What is asked: Say whether each statement agrees with the accounting policies note, answering yes or no and quoting the words that decide it. (a) The interim statements include all information and footnotes that GAAP requires for complete financial statements. (b) Mustang's Form 10-K was filed with the SEC on March 30, 2023. (c) Intercompany activity is eliminated after non-controlling interest is allocated.

Article:
•••
2. Summary of Significant Accounting Policies

Basis of Presentation and Principles of Consolidation

The accompanying unaudited interim condensed consolidated financial statements have been prepared in accordance with generally accepted accounting principles in the United States of America (“GAAP”) for interim financial information and the instructions to Form 10-Q and Article 10 of Regulation S-X. Accordingly, they do not include all of the information and footnotes required by GAAP for complete financial statements. In the opinion of management, the unaudited interim condensed consolidated financial statements reflect all adjustments, which include only normal recurring adjustments necessary for the fair statement of the balances and results for the periods presented. Certain information and footnote disclosures normally included in the Company’s annual financial statements prepared in accordance with GAAP have been condensed or omitted. These condensed consolidated financial statement results are not necessarily indicative of results to be expected for the full fiscal year or any future period.

The unaudited condensed consolidated financial statements and related disclosures have been prepared with the presumption that users of the unaudited condensed consolidated financial statements have read or have access to the audited financial statements for the preceding fiscal year for each of Avenue, Checkpoint, Mustang and Journey. Accordingly, these unaudited condensed consolidated financial statements should be read in conjunction with the Company’s Annual Report on Form 10-K, which was filed with the United States Securities and Exchange Commission (“SEC”) on March 31, 2023 (the “2022 Form 10-K”), from which the Company derived the balance sheet data at December 31, 2022, as well as Checkpoint’s Form 10-K, filed with the SEC on March 31, 2023, Mustang’s Form 10-K, filed with the SEC on March 30, 2023, Avenue’s Form 10-K, filed with the SEC on March 31, 2023, and Journey’s Form 10-K, filed with the SEC on March 31, 2023.

The Company’s unaudited condensed consolidated financial statements include the accounts of the Company’s subsidiaries for which it has voting control. For consolidated entities where the Company owns less than 100% of the subsidiary, the Company records net loss attributable to non-controlling interests in its consolidated statements of operations. All intercompany activity, including income and/or expense items, are eliminated entirely in consolidation prior to the allocation of non-controlling interest, which is based on ownership interests. The Company continually assesses whether changes to existing relationships or future transactions may result in the consolidation or deconsolidation of subsidiaries and/or partner companies.
•••
Data provided:
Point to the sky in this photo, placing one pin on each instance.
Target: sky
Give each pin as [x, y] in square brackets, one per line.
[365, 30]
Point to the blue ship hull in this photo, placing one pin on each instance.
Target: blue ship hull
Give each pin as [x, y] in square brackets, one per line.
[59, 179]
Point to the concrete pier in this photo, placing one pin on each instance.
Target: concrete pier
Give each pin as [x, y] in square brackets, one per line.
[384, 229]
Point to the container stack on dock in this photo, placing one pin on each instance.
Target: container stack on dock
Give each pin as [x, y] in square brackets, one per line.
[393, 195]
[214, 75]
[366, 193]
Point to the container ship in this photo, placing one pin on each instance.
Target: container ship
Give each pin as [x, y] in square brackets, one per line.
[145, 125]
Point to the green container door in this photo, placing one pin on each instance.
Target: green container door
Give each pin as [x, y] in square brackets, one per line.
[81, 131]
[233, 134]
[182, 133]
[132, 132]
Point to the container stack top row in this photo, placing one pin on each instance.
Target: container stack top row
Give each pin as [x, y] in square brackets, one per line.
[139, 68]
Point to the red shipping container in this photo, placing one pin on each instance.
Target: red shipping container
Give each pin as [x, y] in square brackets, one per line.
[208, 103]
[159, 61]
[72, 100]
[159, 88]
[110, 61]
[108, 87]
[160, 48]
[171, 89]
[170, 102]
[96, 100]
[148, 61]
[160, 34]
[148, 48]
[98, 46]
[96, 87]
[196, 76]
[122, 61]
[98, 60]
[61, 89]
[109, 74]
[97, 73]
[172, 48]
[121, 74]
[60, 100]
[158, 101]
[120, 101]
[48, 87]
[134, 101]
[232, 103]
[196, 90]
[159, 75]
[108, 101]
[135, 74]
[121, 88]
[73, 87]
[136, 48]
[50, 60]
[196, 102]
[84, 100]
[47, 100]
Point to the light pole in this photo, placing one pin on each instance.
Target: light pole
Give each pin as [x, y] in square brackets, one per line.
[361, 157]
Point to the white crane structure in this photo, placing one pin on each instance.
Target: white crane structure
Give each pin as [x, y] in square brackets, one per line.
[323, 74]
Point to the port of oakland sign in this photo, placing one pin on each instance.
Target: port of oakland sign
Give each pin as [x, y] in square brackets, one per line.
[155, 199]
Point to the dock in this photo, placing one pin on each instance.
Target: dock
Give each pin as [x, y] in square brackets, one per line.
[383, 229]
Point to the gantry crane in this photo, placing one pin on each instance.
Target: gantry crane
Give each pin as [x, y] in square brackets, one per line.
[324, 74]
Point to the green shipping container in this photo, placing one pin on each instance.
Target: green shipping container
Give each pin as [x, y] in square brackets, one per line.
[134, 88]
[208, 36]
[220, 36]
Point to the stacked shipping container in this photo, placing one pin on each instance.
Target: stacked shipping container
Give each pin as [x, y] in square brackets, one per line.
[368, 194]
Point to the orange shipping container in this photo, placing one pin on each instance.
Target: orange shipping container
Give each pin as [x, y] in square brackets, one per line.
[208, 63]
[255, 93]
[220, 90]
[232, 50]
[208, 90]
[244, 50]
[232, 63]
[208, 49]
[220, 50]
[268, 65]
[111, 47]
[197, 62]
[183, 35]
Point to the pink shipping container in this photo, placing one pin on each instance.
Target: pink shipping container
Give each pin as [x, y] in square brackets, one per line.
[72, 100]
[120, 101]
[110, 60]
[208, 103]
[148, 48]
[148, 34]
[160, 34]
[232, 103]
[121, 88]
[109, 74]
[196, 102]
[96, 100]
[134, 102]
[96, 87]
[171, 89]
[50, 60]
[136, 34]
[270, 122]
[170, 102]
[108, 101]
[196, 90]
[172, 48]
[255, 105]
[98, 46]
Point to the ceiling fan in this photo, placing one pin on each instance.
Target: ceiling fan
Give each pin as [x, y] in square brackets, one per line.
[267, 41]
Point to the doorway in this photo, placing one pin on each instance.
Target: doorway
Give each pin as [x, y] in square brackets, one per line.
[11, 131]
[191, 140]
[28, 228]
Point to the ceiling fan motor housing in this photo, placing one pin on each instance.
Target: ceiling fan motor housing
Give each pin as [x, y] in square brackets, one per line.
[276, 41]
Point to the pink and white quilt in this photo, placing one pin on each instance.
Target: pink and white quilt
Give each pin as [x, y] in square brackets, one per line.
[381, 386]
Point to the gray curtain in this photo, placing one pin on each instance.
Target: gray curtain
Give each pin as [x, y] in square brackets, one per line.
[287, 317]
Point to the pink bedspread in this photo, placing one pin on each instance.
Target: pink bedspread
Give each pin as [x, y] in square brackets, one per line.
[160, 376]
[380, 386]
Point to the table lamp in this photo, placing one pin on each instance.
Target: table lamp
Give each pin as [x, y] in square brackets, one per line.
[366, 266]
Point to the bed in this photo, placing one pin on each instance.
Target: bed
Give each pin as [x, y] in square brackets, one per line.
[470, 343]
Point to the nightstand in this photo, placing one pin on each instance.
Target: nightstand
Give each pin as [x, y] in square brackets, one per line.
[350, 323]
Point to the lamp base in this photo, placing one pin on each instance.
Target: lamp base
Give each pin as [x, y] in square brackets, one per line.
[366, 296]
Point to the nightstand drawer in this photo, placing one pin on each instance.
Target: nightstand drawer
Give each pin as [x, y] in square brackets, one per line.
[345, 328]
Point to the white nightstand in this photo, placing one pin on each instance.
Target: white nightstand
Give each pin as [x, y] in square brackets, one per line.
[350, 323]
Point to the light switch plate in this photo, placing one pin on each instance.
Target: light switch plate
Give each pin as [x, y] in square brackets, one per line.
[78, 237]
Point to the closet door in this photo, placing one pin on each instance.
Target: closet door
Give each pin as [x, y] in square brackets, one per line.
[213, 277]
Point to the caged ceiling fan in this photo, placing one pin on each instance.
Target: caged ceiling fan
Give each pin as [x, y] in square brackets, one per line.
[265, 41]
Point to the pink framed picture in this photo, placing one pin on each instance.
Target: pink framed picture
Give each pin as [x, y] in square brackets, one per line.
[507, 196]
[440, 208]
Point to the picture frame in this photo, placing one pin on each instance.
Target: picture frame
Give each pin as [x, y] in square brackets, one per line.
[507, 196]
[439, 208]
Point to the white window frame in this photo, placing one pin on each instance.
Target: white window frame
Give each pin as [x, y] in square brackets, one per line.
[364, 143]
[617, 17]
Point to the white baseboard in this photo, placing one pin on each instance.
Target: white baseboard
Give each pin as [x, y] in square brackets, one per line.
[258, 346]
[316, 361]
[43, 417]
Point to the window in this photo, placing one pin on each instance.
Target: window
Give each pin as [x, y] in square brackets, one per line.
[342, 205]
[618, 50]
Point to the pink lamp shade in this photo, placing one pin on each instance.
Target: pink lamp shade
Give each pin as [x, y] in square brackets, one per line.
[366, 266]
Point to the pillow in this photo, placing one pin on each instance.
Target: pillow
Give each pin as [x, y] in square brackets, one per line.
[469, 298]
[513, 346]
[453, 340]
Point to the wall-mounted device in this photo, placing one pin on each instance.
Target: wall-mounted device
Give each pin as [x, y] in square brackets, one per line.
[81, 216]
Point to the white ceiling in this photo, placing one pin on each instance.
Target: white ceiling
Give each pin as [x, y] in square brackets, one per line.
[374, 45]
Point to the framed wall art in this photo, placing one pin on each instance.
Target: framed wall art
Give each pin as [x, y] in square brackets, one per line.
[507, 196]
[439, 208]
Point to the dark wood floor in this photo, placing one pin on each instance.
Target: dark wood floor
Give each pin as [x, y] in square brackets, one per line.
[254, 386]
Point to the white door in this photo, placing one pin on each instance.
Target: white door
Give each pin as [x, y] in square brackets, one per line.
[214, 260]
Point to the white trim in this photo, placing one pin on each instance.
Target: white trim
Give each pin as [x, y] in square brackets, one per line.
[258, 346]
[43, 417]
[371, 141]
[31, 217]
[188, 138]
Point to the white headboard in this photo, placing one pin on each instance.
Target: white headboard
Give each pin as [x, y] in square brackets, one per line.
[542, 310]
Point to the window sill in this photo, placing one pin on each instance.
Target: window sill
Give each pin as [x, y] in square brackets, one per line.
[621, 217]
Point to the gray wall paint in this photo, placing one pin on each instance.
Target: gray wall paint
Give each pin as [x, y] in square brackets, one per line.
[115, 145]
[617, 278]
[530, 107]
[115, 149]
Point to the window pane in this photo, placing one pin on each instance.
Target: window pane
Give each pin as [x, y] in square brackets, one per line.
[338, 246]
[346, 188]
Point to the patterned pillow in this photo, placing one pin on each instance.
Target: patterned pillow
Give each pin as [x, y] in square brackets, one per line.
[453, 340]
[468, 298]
•••
Correct answer:
(a) No: "they do not include all of the information and footnotes required by GAAP for complete financial statements."
(b) Yes: "Mustang’s Form 10-K, filed with the SEC on March 30, 2023"
(c) No: "are eliminated entirely in consolidation prior to the allocation of non-controlling interest"